**WHAT NEEDS TO BE DONE**
Your task is to transcribe all of the data below exactly, omitting the images.

**ENTRIES SHOWN**
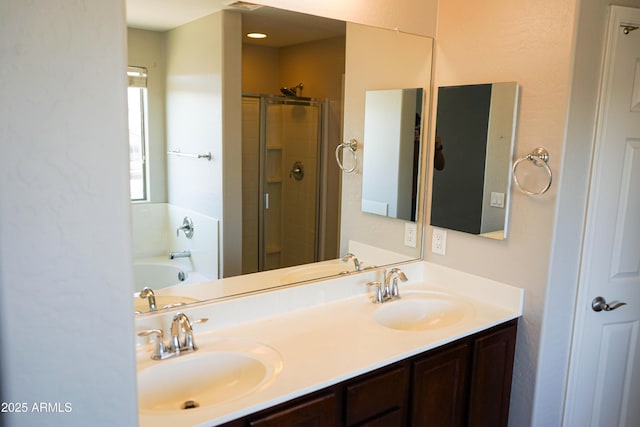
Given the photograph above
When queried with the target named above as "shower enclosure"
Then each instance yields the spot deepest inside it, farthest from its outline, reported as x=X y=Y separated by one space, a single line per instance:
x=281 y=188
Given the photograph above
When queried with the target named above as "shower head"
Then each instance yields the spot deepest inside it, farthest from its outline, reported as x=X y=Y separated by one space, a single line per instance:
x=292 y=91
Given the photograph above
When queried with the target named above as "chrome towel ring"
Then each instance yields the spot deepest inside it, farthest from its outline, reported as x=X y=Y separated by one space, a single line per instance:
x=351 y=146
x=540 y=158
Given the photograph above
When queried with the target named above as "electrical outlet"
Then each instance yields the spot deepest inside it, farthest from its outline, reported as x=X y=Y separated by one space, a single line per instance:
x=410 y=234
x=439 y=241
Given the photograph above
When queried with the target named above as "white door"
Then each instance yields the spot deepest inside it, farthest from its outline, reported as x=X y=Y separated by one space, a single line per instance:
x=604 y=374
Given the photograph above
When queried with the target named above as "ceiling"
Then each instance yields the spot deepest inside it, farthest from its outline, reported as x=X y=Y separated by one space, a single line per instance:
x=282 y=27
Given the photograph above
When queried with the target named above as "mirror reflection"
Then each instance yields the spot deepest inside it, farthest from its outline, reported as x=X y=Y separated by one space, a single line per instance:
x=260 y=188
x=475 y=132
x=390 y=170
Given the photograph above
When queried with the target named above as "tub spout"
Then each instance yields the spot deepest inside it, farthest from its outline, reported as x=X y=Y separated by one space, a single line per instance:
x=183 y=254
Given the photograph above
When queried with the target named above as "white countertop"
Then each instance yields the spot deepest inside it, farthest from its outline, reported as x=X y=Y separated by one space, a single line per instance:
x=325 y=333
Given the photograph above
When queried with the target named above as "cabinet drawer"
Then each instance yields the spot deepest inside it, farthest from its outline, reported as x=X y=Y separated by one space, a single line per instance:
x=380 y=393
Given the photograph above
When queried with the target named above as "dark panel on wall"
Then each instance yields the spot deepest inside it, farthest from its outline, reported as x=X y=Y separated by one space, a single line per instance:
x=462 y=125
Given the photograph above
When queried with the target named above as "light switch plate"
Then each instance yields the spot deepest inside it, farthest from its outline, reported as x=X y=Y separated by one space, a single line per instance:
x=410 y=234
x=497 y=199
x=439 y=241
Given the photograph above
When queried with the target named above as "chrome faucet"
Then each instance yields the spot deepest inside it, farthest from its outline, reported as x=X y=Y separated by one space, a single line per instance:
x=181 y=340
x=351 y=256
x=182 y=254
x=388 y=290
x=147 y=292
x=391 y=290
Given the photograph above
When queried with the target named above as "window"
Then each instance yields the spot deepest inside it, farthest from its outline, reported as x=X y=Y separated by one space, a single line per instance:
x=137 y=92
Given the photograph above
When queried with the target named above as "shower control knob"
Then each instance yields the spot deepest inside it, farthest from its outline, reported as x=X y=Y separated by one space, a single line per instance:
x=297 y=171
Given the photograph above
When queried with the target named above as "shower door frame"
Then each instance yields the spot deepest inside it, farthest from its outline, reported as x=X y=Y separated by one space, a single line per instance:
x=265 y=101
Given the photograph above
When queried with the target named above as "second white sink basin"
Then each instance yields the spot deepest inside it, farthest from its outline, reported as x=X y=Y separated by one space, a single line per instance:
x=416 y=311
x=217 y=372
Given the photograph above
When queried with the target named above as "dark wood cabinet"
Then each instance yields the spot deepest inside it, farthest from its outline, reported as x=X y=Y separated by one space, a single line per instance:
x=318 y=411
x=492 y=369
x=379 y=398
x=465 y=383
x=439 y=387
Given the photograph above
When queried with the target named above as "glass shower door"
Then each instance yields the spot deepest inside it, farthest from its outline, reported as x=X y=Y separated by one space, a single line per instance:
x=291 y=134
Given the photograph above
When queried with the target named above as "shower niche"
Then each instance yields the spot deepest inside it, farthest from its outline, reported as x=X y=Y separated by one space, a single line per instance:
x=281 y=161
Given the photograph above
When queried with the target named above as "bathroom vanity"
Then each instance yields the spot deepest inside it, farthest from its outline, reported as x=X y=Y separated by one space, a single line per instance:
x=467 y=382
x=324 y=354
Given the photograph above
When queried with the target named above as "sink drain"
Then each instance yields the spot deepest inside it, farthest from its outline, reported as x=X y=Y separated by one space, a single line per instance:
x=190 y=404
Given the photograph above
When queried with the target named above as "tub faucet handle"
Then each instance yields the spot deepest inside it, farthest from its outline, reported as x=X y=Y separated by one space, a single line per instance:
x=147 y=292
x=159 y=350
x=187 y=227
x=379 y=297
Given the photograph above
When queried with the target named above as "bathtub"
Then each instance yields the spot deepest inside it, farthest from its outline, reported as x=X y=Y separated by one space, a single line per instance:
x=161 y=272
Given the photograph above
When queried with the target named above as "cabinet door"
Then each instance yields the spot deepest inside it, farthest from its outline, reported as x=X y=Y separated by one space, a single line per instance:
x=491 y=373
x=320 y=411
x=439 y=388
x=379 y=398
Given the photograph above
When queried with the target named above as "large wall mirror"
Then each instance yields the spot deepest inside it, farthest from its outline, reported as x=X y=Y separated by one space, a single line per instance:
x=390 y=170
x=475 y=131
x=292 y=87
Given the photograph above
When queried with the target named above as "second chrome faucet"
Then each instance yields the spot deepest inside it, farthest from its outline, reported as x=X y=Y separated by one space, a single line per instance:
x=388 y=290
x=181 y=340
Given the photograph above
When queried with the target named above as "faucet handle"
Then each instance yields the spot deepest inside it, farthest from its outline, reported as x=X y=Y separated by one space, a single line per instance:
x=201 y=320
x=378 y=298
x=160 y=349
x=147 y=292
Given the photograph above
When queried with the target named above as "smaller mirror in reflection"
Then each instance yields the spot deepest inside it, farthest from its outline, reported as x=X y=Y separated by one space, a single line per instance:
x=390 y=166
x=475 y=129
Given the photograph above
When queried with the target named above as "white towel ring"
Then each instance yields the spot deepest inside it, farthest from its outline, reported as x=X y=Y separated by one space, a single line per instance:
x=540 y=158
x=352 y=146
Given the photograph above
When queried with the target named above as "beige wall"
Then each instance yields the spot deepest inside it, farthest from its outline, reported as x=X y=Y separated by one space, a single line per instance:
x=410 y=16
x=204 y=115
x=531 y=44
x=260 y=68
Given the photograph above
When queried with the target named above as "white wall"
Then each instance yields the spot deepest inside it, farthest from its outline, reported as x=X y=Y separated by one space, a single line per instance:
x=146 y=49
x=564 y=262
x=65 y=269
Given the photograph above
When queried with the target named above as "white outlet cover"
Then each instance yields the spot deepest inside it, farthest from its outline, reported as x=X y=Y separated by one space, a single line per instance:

**TASK ANSWER**
Given the photograph above
When queried with the target named above as "shower enclosure"
Then each instance yields the spot deepest inside it, farthest from its outline, reported as x=X y=Y separated by one space, a single line per instance:
x=281 y=188
Given the photograph above
When queried with the target named above as "shower head"
Then each instance yields the spot deepest inside it, farthest from its outline, reported as x=X y=Y separated by one space, a single line per instance:
x=292 y=91
Given the photograph above
When queried with the target named above as "chrome towel ring"
Then each instance yields the spot deepest inside it, farthest from its outline, reported as x=X y=Y separated by one space, a single line per instance:
x=351 y=146
x=540 y=158
Given the photograph above
When queried with the target named above as "electrical outlet"
Then each instance yields the spot deepest inside it, farthest from its outline, reported as x=X y=Y separated by one space, a single line per instance:
x=410 y=234
x=439 y=241
Given the photograph above
When queried with the target named above as "white door"
Then each instance yields the spot deepest inside it, farthest from its outline, reported as x=X y=Y separated by one space, a single line per instance:
x=604 y=374
Given the photograph above
When queried with the target named above as "ceiling"
Then each instance yields the spot deepest inside it, farthest from its outline, reported as x=X y=Y separated by one space, a single line per instance:
x=282 y=27
Given the photograph above
When queried with the target named above as "mirror reflection"
Then each instance yields the spot deepest inside it, farthest from its outline, reported as x=X y=Y separated by one space, a single line per instance:
x=260 y=188
x=475 y=132
x=390 y=170
Given the photograph above
When queried with the target named above as "tub spout"
Then each instance yields the spot deepest inside it, farthest from its outline, reported as x=X y=Y separated by one space, a single line per instance:
x=183 y=254
Given the photograph above
When queried with the target named above as "white countertop"
Then each instance yields the spot deepest inside it, farthest from its outline, reported as x=X y=Y separated by one space, a single line per instance:
x=325 y=333
Given the photograph above
When queried with the target named above as "cabinet drawer"
Then each instance yields the spot deepest inside it, farthest from its outline, reported as x=X y=Y separated by one space, a single line per instance:
x=380 y=393
Given the photograph above
When queried with the target named above as "dark panel on wall"
Then each instance yields the spot deepest inside it, farthest from its outline, reported as x=X y=Y separated by one space, a single line per instance:
x=462 y=125
Given the photograph above
When queried with the target named above as "light switch plate"
Then each instance yields the spot deepest inside it, farthest from its outline, reported as x=X y=Y separated by one space, a single line per instance:
x=410 y=234
x=497 y=199
x=439 y=241
Given the photograph above
When queried with the target named above as "chrome faucet"
Then each instance yields the spot deepest inside it, farthest from its outline, reported as x=X y=Y separated by one space, a single line per instance:
x=181 y=340
x=351 y=256
x=182 y=254
x=388 y=290
x=147 y=292
x=391 y=290
Given the photograph above
When queried with the target named above as "window"
Then each instance yields the spot deepest inside it, farthest from its outline, reported as x=X y=Y separated by one space, a single line per instance:
x=137 y=92
Given the photograph above
When queried with the target named above as "shower control knob"
Then each instance yields the spot deepest inside it, farthest from its outline, reported as x=X y=Y separated by one space, a single line per instance:
x=297 y=171
Given the photograph above
When queried with the target named above as "shower door frame"
Then each instance yields the spot deepest inside it, farthest from its outline, reported as x=X y=Y separated by one space, a single line per instance:
x=265 y=101
Given the photograph above
When queried with the target named above as "second white sink basin"
Then each instance yields the spot deepest inside it, farthest from its outline, reported as x=X y=Y separated by one space, a single line per instance:
x=416 y=311
x=217 y=372
Given the photograph above
When queried with the target named above as "dark wood cabinet"
Then each instance yields the spot deepest inside it, farthest from its outline, reported as x=X y=Y separated by one space, a single line per instance:
x=318 y=411
x=492 y=369
x=379 y=398
x=465 y=383
x=439 y=387
Given the photograph above
When queried with the target named above as "glass shower door"
Then each instance yields the spot deepest inside it, farthest from its outline, reported as x=X y=Y separated by one space, a single line per instance:
x=291 y=134
Given the photograph above
When queried with the target named above as "shower niche"
Then each instance yields the spot deepest inside it, farthest from its outline, reported as x=X y=Y separated by one space, a single line per instance:
x=281 y=161
Given the photograph above
When queried with the target named above as "bathroom vanity"
Then each instance yields the spot deepest inside it, farthest from its outline, reported as x=X y=Y separated by one space, a single line per instance:
x=467 y=382
x=324 y=354
Given the photograph above
When queried with the target named above as "sink drain"
Then each instance yields the spot deepest inside it, farthest from its outline, reported as x=X y=Y separated by one space, a single line per instance:
x=190 y=404
Given the photograph above
When queried with the target named above as "tub faucet handle"
Then each instance yields the spot deepest inside it, farthest from its outline, reported as x=X y=Y separated by one space, a single line per instance:
x=147 y=292
x=159 y=350
x=187 y=227
x=379 y=297
Given the photograph above
When queried with the target named above as "bathtub"
Then each instance yields the spot deepest inside it, farthest from its outline, reported as x=X y=Y separated by one space, a single line per instance:
x=161 y=272
Given the photograph above
When queried with the target named above as "cabinet door"
Then each instance yields the spot deepest inside it, farthest from its outline, reported as x=X y=Y separated by one space, a single line per instance:
x=491 y=373
x=320 y=411
x=439 y=388
x=379 y=398
Given the photograph above
When queried with the target named above as "large wall mirror"
Then each instance yields the spot deepest inside it, farthest from its outline, reported as x=X y=Y separated by one space, a single line per instance:
x=390 y=170
x=475 y=131
x=292 y=87
Given the photograph above
When queried with the target named above as "second chrome faucet"
Then each instance yields the spot deepest inside it, farthest from its outline, reported as x=X y=Y separated by one space, a single line per instance:
x=388 y=290
x=181 y=340
Given the photograph above
When queried with the target named above as "faucet handle"
Then each instance yields the spot deepest inside it, farthest from its outline, reported as x=X y=Y separated by one space, a single line per instance:
x=201 y=320
x=378 y=298
x=160 y=349
x=147 y=292
Given the photograph above
When queried with the target named above as "smaller mirror in reflection"
Then each instance yields the spot deepest inside it, farthest from its outline, reported as x=X y=Y separated by one space, a single line per instance:
x=390 y=166
x=475 y=129
Given the photograph above
When queried with the target named above as "white towel ring"
Then each instance yields the spot deepest inside it, farthest from its outline, reported as x=X y=Y separated by one space, a single line per instance:
x=540 y=158
x=352 y=146
Given the photograph above
When queried with the target named above as "beige wall"
Then each instance yields the spot deepest inside it, farthest from its outline, reported as x=X y=Y separated by one space, a single line per instance:
x=410 y=16
x=204 y=115
x=531 y=44
x=260 y=68
Given the photograph above
When queried with the target named above as "white wall"
Then each instance yields the spot deepest inside it, farthest from its outline, reported as x=X y=Y separated by one space, a single line per instance:
x=146 y=49
x=564 y=262
x=65 y=269
Given the photograph above
When queried with the target named above as "white outlet cover"
Then each instance yields the spot deepest inside it, farthest from its outline, reported as x=X y=Y separated by one space, a single line per instance:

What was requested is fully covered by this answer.